■ **Questions to answer**:
1: For each statement below, decide whether it agrees with the abstract on genetic risk for ASD and ID, and support each yes or no with the deciding words of the abstract, quoted exactly. (a) The presentation took place in Rotterdam. (b) The ASD trios came from the Deciphering Developmental Disorders Study. (c) The same statistical algorithm was applied to both datasets.
2: Reproduce the abstract on genetic risk for ASD and ID verbatim from "Objectives: Because these" to "on identical criteria.".

■ **Study text**:
= = = =
Genotype-Phenotype Relationships: Exploration of Shared and Distinct Genetic Risk for ASD and ID

Oral Presentation
Thursday, May 10, 2018: 10:30 AM
Jurriaanse Zaal (de Doelen ICC Rotterdam)
L. Klei1, S. De Rubeis2, S. Sanders3, X. Xu4, B. K. Sheppard5, C. Betancur6, M. State3, E. Cook7, J. Buxbaum8, K. Roeder9 and B. Devlin10, (1)University of Pittsburgh, Pittsburgh, PA, (2)Seaver Autism Center for Research and Treatment, Icahn School of Medicine at Mount Sinai, New York, NY, (3)Psychiatry, University of California San Francisco, San Francisco, CA, (4)Icahn School of Medicine at Mount Sinai, New York, NY, (5)Johns Hopkins School of Public Health, Baltimore, MD, (6)Sorbonne Universite, Paris, France, (7)University of Illinos at Chicago, Chicago, IL, (8)Department of Psychiatry, Icahn School of Medicine at Mount Sinai, New York, NY, (9)Carnegie Mellon University, Pittsburgh, PA, (10)Univ of Pittsburgh School of Medicine, Pittburgh, PA
Background: Whole-exome sequencing has identified dozens of genes affecting risk for autism spectrum disorder (ASD) and even more for severe developmental disorder (SDD). SDD typically involves intellectual disability (ID), which is often comorbid with ASD.

Objectives: Because these discoveries intersect for some genes and not others, we hypothesized that the joint study of data from ASD and SDD subjects could reveal the patterns of genetic overlap and etiology of these disorders.

Methods: We assessed rare de novo variants identified via exome sequencing of 4,109 ASD trios from the Autism Sequencing Consortium (ASC) and 4,293 SDD trios from the Deciphering Developmental Disorders (DDD) Study. We applied the same statistical algorithm, TADA (Transmission And De novo Association), to both datasets to identify likely risk genes in each disorder based on identical criteria.
= = = =
Records from a dataset
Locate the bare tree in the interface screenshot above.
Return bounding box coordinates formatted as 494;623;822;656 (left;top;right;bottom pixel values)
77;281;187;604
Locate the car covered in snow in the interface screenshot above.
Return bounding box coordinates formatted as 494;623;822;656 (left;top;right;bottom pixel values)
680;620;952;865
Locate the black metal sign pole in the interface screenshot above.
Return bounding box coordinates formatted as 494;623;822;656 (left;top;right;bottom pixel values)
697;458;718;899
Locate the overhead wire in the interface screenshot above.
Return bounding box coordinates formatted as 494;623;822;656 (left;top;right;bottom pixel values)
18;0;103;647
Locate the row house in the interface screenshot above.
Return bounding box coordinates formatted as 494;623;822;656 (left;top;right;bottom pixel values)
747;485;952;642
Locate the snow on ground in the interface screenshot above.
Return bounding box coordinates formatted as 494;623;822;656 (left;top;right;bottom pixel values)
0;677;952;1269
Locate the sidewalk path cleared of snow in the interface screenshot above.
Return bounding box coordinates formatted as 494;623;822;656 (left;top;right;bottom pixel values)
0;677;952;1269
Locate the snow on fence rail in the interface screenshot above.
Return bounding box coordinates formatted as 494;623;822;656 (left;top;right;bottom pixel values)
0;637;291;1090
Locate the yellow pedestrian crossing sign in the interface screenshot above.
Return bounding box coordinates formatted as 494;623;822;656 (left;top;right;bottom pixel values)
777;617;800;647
= = = =
■ **Solved tasks**:
1:
(a) Yes: "Jurriaanse Zaal (de Doelen ICC Rotterdam)"
(b) No: "4,109 ASD trios from the Autism Sequencing Consortium (ASC)"
(c) Yes: "We applied the same statistical algorithm, TADA (Transmission And De novo Association), to both datasets"

2:
Objectives: Because these discoveries intersect for some genes and not others, we hypothesized that the joint study of data from ASD and SDD subjects could reveal the patterns of genetic overlap and etiology of these disorders.

Methods: We assessed rare de novo variants identified via exome sequencing of 4,109 ASD trios from the Autism Sequencing Consortium (ASC) and 4,293 SDD trios from the Deciphering Developmental Disorders (DDD) Study. We applied the same statistical algorithm, TADA (Transmission And De novo Association), to both datasets to identify likely risk genes in each disorder based on identical criteria.